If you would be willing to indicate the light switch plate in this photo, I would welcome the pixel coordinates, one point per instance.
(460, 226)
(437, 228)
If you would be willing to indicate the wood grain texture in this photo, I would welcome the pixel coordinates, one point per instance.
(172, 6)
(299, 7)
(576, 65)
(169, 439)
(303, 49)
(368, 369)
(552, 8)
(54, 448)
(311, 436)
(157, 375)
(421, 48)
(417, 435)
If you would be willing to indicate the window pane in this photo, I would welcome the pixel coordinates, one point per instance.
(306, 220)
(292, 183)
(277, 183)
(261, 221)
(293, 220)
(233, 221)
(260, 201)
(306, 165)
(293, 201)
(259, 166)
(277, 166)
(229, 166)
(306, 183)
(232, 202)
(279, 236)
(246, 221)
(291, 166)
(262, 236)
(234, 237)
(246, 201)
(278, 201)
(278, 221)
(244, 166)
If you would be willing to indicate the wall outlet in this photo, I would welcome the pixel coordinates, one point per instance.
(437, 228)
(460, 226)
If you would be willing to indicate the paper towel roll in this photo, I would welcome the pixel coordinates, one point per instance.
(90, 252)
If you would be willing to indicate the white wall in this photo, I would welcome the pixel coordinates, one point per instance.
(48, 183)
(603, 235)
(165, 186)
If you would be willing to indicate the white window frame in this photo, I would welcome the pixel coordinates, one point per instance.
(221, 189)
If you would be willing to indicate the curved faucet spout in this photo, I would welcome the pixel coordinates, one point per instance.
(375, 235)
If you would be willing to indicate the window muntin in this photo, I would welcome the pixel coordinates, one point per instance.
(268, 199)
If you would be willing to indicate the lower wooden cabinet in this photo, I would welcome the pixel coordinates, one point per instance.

*TASK INSTRUCTIONS*: Write out only the final block of lines, starting at the line with "If you would be willing to indicate the white wall" and running to the end of the material.

*RESULT FOR THIS EXERCISE*:
If you would be willing to indicate the white wall in this photo, I would welcome the pixel coordinates, one point per instance.
(48, 183)
(603, 235)
(165, 186)
If you would be willing to indicate the white window frame in this photo, I would welcome the pixel coordinates, one point per instance.
(221, 189)
If you would be willing to indicate the curved faucet spout in this photo, I would welcome the pixel coordinates, one point per instance.
(375, 235)
If you would be willing to indicate the window muntin in this photo, I would welcome the pixel coordinates, one point per instance.
(268, 199)
If you would be willing to indicate the lower wooden cabinet in this photo, I would welcome the pixel coordinates, one point per instance.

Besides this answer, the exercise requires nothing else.